◆ **Objetivo del ejercicio**
En el fragmento sobre Berlín, ¿qué proyecto le costó el puesto al alcalde Klaus Wowereit?

El espacio de la tierra de nadie que quedó entre ambos lados ha tardado en cicatrizar, se han necesitado años de inversiones millonarias, concursos internacionales, el trabajo de miles de arquitectos, decenas de miles de obreros llegados de todo lugar, mucho planeamiento acelerado y mucho proyectos, algunos muy discutidos. Unos por innecesarios, como el derribo del antiguo parlamento de la RDA, el Palacio de la República. Otros por costosos: la reconstrucción en el mismo lugar del imperial. O por fiasco y corruptelas: el aeropuerto internacional aún sigue sin fecha y le ha costado el puesto al alcalde más popular, Klaus Wowereit. Y debates infinitos, al estilo alemán, sobre el qué y el cómo de variados desarrollos, uno fundamental: cual es el verdadero centro urbano de la capital. El destino de la Alexanderplatz (centro antaño del Este) sigue poco claro. La plaza permanece en una suerte de limbo y vacío de función que solo salva el fervor turístico por los centros comerciales y la torre de la televisión con sus vistas de altura.
La fascinación (u obsesión) que siempre ha provocado esta ciudad ha hecho que muchos fotógrafos se hayan ocupado de ir retratando rincones antes y después de su metamorfosis. Uno de ellos, Karl Ludwig Lange, por ejemplo, retrata las esquinas de Pankow (antes aprisionadas) o el puente de Bornholmer hecho puro tránsito libre, la Güterbahnhof convertida en parque recreativo y mercadillo de fin de semana (Mauerpark, pronto se convertirá en viviendas); la Bernauerstrasse, irreconocible, con sus edificios de viviendas ultramodernas donde antaño lucían tristes bloques de viviendas tapiadas, y calles de Prenzlauer Berg, como Oderberger, antaño puntos muertos del mapa que son hoy de lo más de moda y cool de su geografía…“El Muro está un muy presente en la ciudad”, asegura. Pero no sólo por lo que representó o las muertes que originó, no. Según él, se trata incluso de aquello que no se ve, de los problemas jurídicos, la devolución de la propiedad de terrenos que antaño ocupaba el muro que están aún en muchos casos por solucionar… "Por eso, existe aún esa cierta ruptura en el paisaje, esos vacíos que la marcan y definen", cuenta en su libro.
Pero no solo es la tierra la que se ha transformado en Berlín. También es el agua. Ella ha ganado protagonismo. Uno de los espacios más cambiados en este cuarto de siglo han sido las orillas del río. Los canales del Spree vivieron con respiro la caída del Muro. No solo porque eran muy golosos para la huida al otro lado (“Atención”, decían los carteles en alemán y en turco en el Gröbenufer, en Kreuzberg, “peligro de muerte: el agua pertenece al sector oriental de Berlín”), sino porque sus márgenes se han ganado para la ciudad.
Cientos de barcos, públicos o privados, grandes o pequeños, surcan hoy los canales serpenteantes cargados de oriundos en posición relax y, sobre todo, de turistas (son masa ya) que observan extasiados la vieja y la nueva arquitectura, las playas urbanas, la isla de los museos, las exclusas, los parques, la vida cotidiana de esta metrópoli multicapa repleta de jóvenes, solteros, artistas, pijos o alternativos, inmigrantes o nacionales; a rebosar aún de creatividad, músicas, proyectos… Desde el agua se aprecia otro Berlín ya, mas armado, más seguro de sí, mas rico y también más desigual: edificios terminados, esquinas rematadas, ninguna zona tan rehecha como la gubernamental, el Reichstag, la Cancillería, los edificios parlamentarios, los alrededores de la Potsdamer Platz... Su fisionomia habla ya de normalidad. Y de nuevos retos en este siglo XXI. Para vosotros la orilla, para nosotros el Spree", titulaba este verano el Zitty, la más veterana revista alternativa de la capital alemana. Los terrenos se gentrifican, son capitalistas, venía a decir, pero el agua es pública, es de todos, es libre. Quizá hasta sea comunista.

[Entradas guardadas]
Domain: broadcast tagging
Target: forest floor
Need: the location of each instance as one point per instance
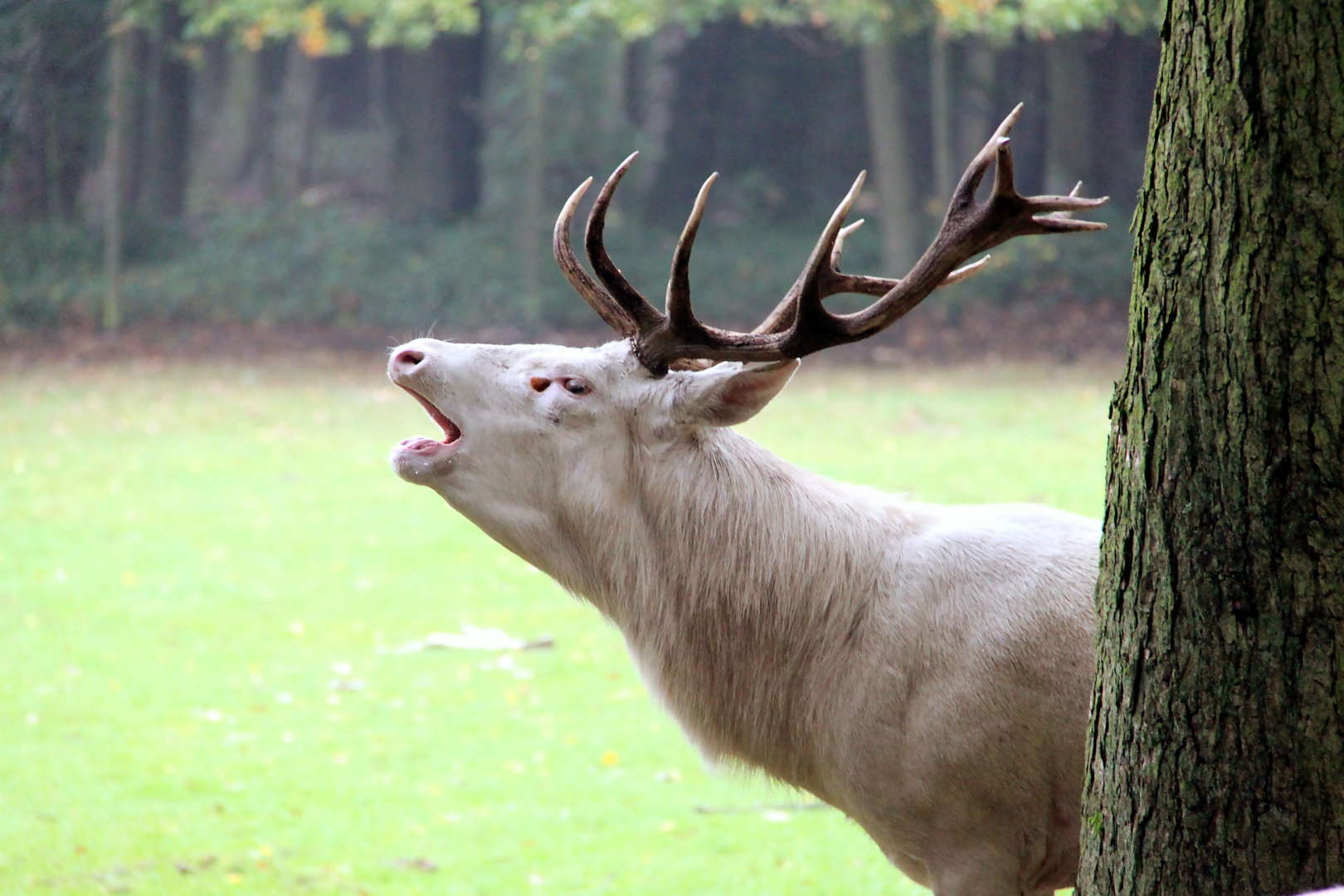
(212, 590)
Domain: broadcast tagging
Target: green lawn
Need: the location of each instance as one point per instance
(205, 570)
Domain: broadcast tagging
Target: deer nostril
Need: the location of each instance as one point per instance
(409, 358)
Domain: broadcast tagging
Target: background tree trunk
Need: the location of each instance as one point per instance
(466, 80)
(1069, 145)
(168, 128)
(114, 167)
(886, 101)
(659, 95)
(230, 127)
(533, 218)
(940, 112)
(296, 119)
(24, 178)
(1216, 751)
(421, 178)
(977, 95)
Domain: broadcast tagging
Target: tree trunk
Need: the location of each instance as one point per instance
(613, 123)
(421, 183)
(230, 128)
(292, 139)
(533, 218)
(24, 173)
(977, 95)
(940, 102)
(113, 167)
(466, 82)
(168, 136)
(1216, 748)
(659, 95)
(1068, 144)
(884, 99)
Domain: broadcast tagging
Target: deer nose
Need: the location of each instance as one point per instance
(407, 360)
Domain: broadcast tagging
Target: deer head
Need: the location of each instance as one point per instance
(539, 436)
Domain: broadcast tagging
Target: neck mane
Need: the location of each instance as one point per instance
(733, 575)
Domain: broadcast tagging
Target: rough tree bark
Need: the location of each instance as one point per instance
(1216, 751)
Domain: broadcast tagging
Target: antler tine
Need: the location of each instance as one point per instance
(641, 314)
(821, 264)
(800, 324)
(598, 299)
(971, 227)
(679, 284)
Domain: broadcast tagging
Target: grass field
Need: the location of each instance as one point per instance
(205, 572)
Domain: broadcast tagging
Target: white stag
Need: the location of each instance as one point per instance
(925, 670)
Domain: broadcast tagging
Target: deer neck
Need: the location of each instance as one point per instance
(733, 577)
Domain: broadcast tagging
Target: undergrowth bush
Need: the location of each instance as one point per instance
(334, 268)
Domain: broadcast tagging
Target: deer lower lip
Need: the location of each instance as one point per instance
(452, 431)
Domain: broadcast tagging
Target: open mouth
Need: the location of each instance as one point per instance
(452, 433)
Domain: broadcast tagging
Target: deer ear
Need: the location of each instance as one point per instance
(728, 394)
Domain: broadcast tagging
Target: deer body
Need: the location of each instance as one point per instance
(925, 670)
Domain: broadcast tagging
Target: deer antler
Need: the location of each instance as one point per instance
(800, 324)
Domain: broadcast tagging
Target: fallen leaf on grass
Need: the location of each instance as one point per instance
(771, 811)
(475, 638)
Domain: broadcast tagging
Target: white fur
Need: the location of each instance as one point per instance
(926, 670)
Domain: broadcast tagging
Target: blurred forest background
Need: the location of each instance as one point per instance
(399, 163)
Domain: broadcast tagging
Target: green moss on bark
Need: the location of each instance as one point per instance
(1216, 751)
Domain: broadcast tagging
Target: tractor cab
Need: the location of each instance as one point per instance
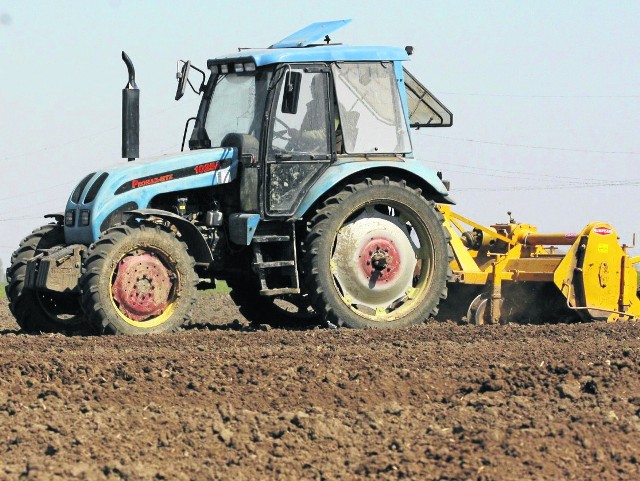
(296, 108)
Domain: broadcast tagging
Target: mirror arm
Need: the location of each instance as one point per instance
(204, 78)
(184, 136)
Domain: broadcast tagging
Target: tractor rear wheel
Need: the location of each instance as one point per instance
(377, 256)
(139, 279)
(40, 311)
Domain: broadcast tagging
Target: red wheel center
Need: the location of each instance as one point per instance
(379, 260)
(142, 286)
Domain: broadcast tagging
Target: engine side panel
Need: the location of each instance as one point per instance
(133, 186)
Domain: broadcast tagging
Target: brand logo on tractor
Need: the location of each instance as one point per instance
(208, 167)
(154, 180)
(603, 230)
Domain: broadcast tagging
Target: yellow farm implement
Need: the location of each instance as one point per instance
(523, 275)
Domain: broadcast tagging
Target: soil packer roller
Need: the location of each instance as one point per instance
(301, 190)
(524, 276)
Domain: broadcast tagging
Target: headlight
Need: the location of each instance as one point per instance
(70, 218)
(85, 216)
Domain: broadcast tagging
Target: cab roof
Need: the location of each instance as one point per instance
(302, 47)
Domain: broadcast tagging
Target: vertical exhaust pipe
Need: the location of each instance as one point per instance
(130, 114)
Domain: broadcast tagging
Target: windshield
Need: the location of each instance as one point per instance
(370, 108)
(237, 105)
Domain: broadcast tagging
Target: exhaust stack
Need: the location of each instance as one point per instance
(130, 114)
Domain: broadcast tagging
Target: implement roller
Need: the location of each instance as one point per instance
(523, 275)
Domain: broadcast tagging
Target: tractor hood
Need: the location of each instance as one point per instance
(101, 198)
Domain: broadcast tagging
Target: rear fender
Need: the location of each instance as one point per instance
(412, 171)
(196, 243)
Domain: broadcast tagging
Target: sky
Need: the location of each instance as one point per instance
(545, 95)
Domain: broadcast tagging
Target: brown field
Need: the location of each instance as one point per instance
(225, 400)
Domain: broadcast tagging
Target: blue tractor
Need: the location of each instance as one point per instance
(300, 185)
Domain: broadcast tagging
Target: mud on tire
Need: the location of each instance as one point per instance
(40, 311)
(139, 279)
(377, 256)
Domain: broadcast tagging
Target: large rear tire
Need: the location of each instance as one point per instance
(139, 279)
(40, 311)
(377, 256)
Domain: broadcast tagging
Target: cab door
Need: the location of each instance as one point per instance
(300, 137)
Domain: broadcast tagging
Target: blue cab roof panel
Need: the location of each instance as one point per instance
(325, 53)
(311, 34)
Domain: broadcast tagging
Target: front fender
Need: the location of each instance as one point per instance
(410, 170)
(197, 244)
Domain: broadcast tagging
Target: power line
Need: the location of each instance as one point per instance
(473, 94)
(528, 174)
(79, 139)
(549, 187)
(505, 144)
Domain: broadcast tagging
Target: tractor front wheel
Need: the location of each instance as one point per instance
(34, 310)
(377, 256)
(139, 279)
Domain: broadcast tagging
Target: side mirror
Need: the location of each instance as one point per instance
(291, 94)
(182, 76)
(130, 114)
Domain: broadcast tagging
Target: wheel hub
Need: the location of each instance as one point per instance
(373, 260)
(142, 286)
(379, 259)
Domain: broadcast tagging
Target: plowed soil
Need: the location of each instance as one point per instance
(233, 401)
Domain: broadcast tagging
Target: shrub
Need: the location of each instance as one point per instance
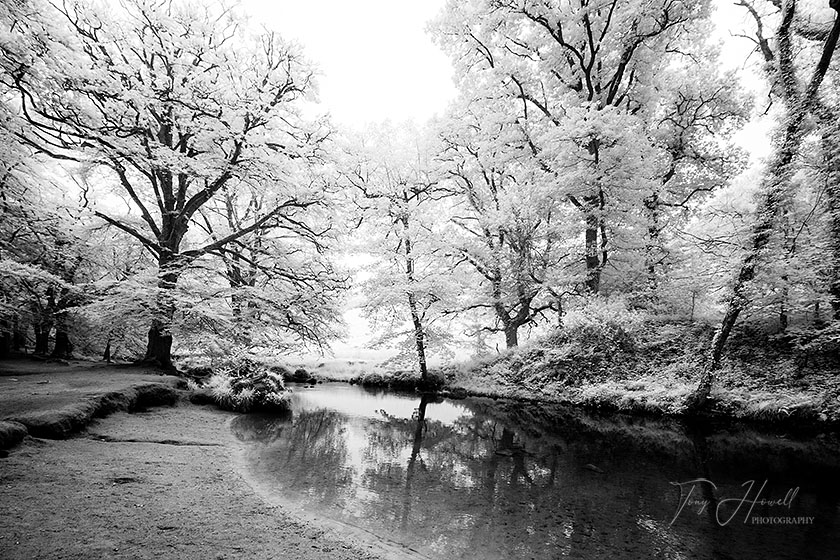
(244, 385)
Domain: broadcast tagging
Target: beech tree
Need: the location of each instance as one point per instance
(583, 75)
(398, 192)
(776, 189)
(174, 104)
(282, 285)
(508, 227)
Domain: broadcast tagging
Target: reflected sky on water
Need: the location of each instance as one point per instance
(485, 480)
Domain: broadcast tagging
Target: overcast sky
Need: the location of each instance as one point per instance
(375, 57)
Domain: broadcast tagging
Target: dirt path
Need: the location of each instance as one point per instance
(160, 484)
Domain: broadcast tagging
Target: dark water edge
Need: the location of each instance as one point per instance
(479, 478)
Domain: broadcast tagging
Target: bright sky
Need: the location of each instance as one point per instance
(375, 57)
(377, 62)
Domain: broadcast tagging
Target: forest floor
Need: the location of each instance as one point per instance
(162, 483)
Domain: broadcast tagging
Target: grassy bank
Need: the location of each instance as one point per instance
(654, 367)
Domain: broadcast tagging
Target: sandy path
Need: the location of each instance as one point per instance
(160, 484)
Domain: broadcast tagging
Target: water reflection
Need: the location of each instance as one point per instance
(477, 479)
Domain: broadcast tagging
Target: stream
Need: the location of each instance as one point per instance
(485, 479)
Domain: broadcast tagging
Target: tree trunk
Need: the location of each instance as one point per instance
(42, 338)
(512, 336)
(776, 197)
(831, 149)
(416, 320)
(5, 340)
(419, 337)
(653, 249)
(159, 345)
(18, 335)
(63, 348)
(593, 263)
(416, 445)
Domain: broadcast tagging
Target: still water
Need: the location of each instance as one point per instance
(479, 479)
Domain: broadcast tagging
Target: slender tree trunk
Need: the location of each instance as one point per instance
(18, 335)
(5, 340)
(42, 337)
(831, 149)
(419, 337)
(653, 247)
(416, 445)
(776, 198)
(593, 263)
(106, 355)
(512, 335)
(416, 320)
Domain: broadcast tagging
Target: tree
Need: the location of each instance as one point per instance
(509, 228)
(582, 75)
(281, 282)
(174, 103)
(776, 192)
(399, 196)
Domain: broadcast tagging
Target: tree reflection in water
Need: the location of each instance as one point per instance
(486, 480)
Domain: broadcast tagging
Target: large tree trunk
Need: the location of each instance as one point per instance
(159, 345)
(776, 189)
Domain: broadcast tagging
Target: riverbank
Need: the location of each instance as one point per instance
(127, 478)
(651, 370)
(655, 369)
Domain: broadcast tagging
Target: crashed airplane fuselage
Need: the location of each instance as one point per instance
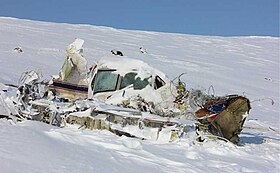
(128, 97)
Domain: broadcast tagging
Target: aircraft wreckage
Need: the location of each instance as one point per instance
(127, 97)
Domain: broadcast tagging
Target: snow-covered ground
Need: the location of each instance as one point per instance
(233, 65)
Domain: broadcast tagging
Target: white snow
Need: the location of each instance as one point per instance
(233, 65)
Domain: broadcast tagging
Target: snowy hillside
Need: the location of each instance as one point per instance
(233, 65)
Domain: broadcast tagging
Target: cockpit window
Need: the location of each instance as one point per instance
(158, 83)
(137, 83)
(104, 81)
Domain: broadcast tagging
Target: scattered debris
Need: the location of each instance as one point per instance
(116, 52)
(142, 50)
(135, 101)
(18, 50)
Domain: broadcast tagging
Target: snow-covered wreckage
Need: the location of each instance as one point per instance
(128, 97)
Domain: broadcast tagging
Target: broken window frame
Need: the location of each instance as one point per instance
(94, 82)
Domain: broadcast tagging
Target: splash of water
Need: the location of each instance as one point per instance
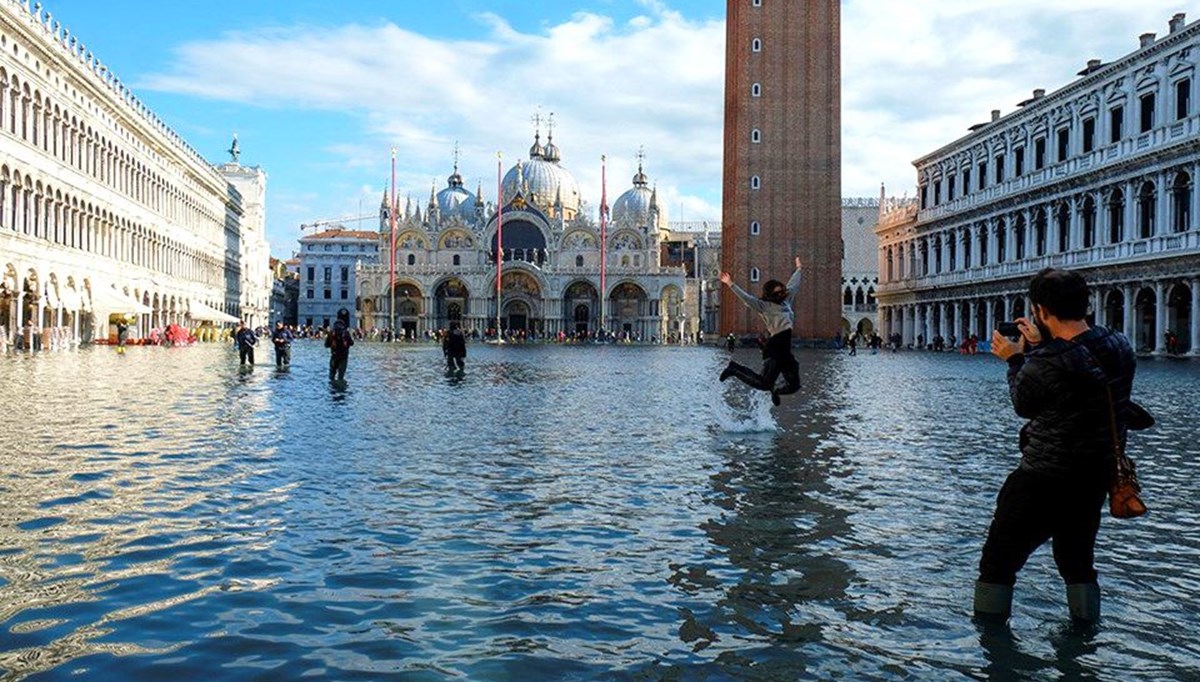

◆ **Resultado del ejercicio**
El aeropuerto internacional, que aún sigue sin fecha.